◆ **Supplied text**
*****
The three essential factors to consider in determining adequacy of
representation are potential conflicts of interest between the
representative and the class members, personal characteristics of the
proposed class representative (e.g. familiarity with the lawsuit and his or her financial resources), and the quality of the class counsel
(see generally Ackerman v Price Waterhouse, 252 AD2d at 179; Pruitt v Rockefeller Ctr. Props., 167 AD2d at 25-26; Matter of Coordinated Tit. Ins. Cases, 2 Misc 3d 1007[A], *12).

Therefore, Globe failed to show that it is an adequate
representative of the class
. "Other [appellate courts] emphasize, as do
we, the challenge presented by a defense unique to a class
representative—the representative's interest might not be aligned with
those of the class, and the representative might devote time and effort
to the defense at the expense of issues that are common and controlling
for the class" (Beck v Maximus, Inc., 457 F3d 291, 297). In
other words, a class should not be certified if Globe is the class
representative, as "there is a danger that absent class members will
suffer if their representative is preoccupied with defenses unique to
(Hanon v Dataproducts Corp., 976 F2d 497, 508 [internal citations omitted]; see Koos v First Natl. Bank, 496 F2d 1162, 1165; Folding Cartons, Inc. v America Can Co., 79 FRD 698; Weisman v Darneille, 78 FRD 669, 671; Di Pace v Linsco/Private LedgeR Corp., 2004 WL 1410046 [Cal App 2004]; Benzing v Farmers Ins. Exch., 179 P3d 103 [Colo App 2007], cert grantedP3d, 2008 WL 434677 [Colo 2008]; cf. LaMarca v Great Atl. & Pac. Tea Co. Inc., 16 Misc 3d 1115[A]; Galdamez v Biordi Constr. Corp., 13 Misc 3d 1224[A], affd 50 AD3d 357).
*****
◆ **Supplied material**
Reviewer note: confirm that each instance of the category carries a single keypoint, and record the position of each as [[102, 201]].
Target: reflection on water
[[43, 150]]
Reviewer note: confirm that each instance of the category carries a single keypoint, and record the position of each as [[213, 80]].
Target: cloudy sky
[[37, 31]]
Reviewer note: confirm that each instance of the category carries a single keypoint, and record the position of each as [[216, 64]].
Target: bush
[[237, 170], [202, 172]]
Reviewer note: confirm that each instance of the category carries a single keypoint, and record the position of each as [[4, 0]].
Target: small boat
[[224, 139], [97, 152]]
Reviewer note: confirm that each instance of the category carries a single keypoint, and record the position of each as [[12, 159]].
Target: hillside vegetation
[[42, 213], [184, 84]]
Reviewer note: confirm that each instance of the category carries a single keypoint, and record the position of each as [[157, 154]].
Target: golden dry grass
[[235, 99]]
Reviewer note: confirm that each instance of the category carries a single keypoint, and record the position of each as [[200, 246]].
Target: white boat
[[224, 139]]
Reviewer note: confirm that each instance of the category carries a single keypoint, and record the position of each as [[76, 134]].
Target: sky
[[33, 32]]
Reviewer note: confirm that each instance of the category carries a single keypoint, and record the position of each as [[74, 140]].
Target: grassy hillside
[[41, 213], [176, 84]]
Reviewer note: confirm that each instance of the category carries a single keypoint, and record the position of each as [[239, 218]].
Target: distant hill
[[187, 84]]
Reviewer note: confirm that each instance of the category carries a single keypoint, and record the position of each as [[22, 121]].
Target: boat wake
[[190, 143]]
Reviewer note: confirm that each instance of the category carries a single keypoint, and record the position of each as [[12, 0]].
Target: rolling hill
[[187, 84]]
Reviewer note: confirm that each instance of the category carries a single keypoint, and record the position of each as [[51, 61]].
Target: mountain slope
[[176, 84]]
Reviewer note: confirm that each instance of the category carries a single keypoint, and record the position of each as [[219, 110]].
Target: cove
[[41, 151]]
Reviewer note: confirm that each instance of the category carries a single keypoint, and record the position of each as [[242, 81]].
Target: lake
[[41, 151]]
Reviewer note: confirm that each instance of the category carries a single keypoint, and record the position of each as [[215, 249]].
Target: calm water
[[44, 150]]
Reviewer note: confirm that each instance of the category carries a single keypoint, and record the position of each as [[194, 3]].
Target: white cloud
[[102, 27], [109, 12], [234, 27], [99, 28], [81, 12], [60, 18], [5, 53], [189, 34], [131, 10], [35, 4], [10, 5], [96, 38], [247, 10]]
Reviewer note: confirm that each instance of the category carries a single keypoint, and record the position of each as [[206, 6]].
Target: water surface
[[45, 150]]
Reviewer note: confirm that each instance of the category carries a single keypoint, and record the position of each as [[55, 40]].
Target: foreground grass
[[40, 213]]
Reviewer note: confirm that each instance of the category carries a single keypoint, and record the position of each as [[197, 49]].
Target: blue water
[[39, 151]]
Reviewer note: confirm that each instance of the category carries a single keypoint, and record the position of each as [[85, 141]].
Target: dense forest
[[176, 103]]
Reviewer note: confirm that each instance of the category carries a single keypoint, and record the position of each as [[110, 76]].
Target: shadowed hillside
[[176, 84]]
*****
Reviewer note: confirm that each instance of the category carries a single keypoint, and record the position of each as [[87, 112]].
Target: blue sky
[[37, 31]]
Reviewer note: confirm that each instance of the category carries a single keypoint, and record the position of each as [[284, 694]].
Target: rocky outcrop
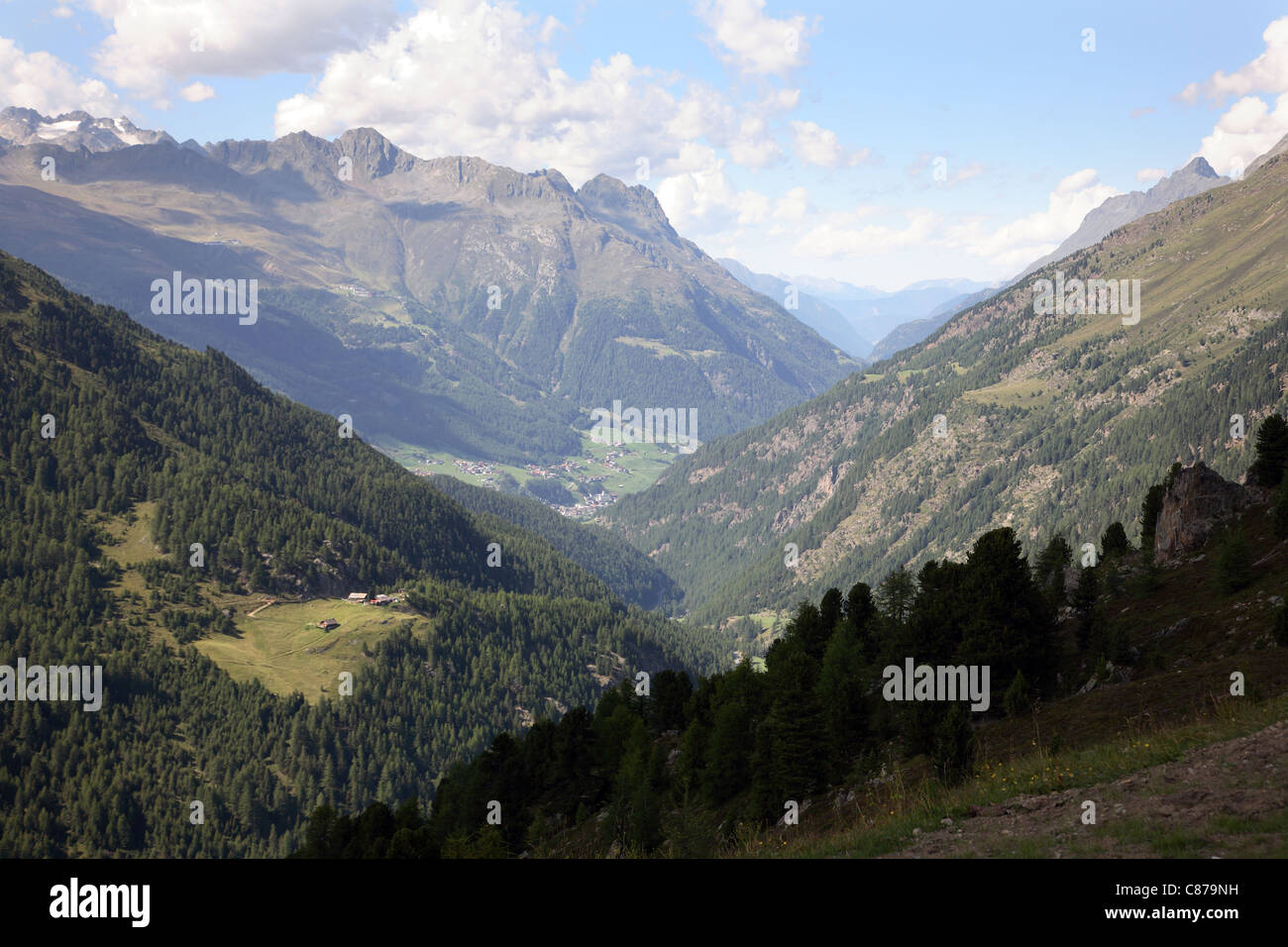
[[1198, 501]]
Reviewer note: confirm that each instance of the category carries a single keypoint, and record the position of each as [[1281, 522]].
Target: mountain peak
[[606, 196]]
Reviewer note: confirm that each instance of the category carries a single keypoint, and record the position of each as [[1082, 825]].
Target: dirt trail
*****
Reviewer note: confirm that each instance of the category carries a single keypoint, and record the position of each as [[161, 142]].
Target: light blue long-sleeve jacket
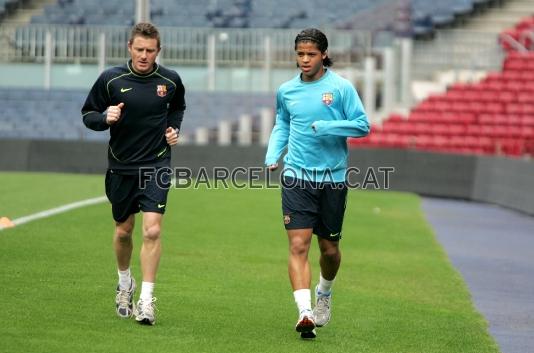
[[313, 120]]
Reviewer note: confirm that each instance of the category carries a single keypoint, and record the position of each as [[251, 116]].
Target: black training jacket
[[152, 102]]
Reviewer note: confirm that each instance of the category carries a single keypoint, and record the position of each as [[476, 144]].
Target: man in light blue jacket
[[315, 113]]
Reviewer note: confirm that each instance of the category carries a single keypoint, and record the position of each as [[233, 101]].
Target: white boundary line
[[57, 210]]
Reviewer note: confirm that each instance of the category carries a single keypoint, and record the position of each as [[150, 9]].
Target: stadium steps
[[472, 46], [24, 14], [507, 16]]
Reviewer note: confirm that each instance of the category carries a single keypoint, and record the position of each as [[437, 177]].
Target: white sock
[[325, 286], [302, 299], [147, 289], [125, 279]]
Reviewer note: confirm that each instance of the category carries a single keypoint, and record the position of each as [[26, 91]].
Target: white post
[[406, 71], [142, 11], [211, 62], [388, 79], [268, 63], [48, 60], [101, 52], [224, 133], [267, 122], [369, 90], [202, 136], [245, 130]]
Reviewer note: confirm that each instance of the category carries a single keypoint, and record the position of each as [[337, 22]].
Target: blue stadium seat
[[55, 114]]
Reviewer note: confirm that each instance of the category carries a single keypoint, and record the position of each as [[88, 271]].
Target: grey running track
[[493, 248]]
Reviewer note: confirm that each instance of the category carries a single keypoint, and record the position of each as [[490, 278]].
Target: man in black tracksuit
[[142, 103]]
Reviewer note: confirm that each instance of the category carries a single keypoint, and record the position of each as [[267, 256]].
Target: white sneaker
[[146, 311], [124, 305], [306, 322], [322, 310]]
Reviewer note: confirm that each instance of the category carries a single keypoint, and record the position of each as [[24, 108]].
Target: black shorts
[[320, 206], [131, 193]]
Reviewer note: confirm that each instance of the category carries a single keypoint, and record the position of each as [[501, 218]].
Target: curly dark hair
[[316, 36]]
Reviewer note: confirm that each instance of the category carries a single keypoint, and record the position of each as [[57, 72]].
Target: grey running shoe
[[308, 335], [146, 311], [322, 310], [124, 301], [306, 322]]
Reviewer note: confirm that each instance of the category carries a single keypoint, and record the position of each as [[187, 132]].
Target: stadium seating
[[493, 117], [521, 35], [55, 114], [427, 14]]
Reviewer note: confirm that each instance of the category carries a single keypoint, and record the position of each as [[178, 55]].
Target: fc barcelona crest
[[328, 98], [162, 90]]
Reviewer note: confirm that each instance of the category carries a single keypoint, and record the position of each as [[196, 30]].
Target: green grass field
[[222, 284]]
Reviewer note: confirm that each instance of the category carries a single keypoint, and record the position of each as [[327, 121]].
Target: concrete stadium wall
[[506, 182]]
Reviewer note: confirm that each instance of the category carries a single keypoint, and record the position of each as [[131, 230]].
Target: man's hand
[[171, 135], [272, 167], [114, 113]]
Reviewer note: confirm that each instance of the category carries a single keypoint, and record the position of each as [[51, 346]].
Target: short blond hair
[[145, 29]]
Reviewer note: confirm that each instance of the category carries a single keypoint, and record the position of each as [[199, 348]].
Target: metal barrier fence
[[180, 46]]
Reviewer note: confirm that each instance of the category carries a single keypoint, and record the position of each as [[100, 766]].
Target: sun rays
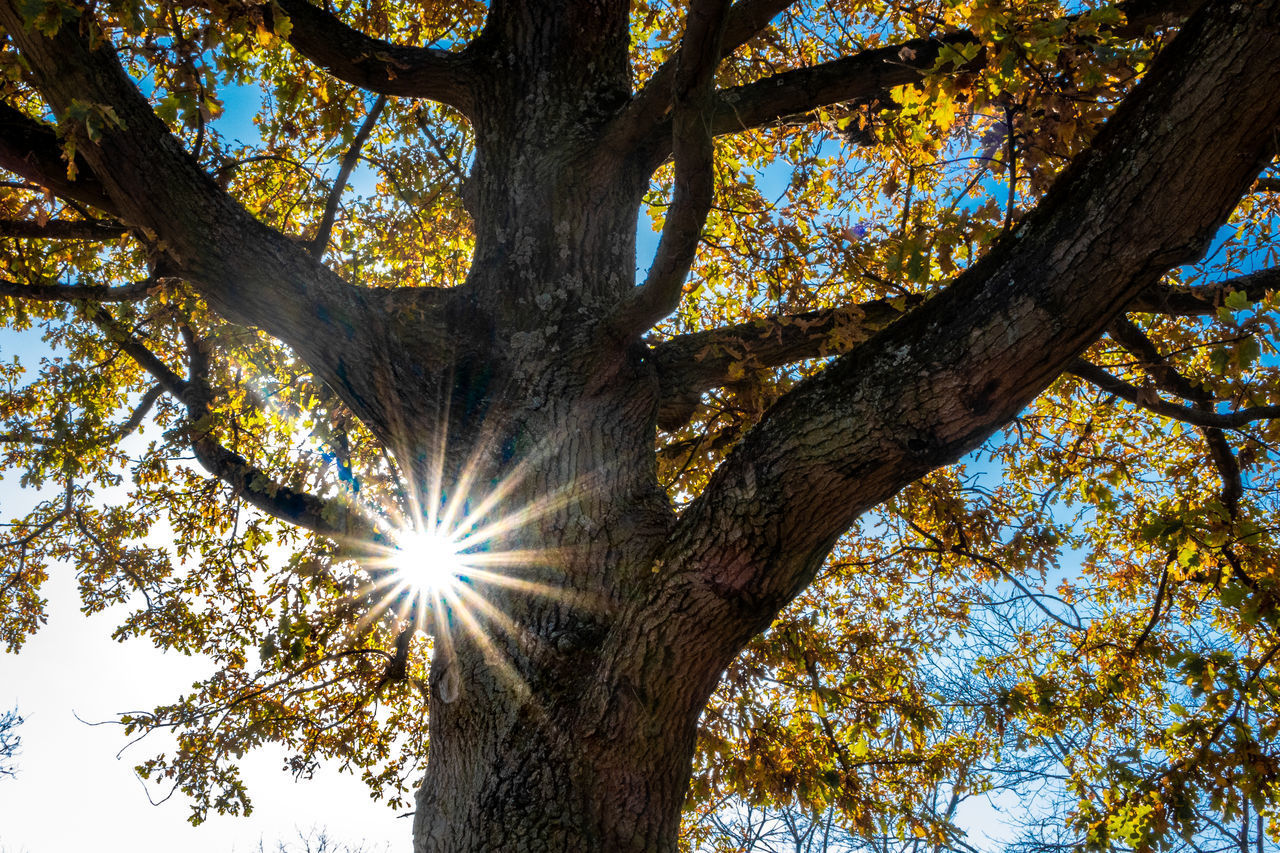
*****
◆ **Required action 1**
Reproduce word for word the part of the class representation passage between "The three essential" and "3d 1007[A], *12).", inclusive.
◆ **Required action 2**
In the class representation passage, what three essential factors determine adequacy of representation?

◆ **Exercise result 1**
The three essential factors to consider in determining adequacy of
representation are potential conflicts of interest between the
representative and the class members, personal characteristics of the
proposed class representative (e.g. familiarity with the lawsuit and his or her financial resources), and the quality of the class counsel
(see generally Ackerman v Price Waterhouse, 252 AD2d at 179; Pruitt v Rockefeller Ctr. Props., 167 AD2d at 25-26; Matter of Coordinated Tit. Ins. Cases, 2 Misc 3d 1007[A], *12).

◆ **Exercise result 2**
Potential conflicts of interest between the representative and the class members, personal characteristics of the proposed class representative, and the quality of the class counsel.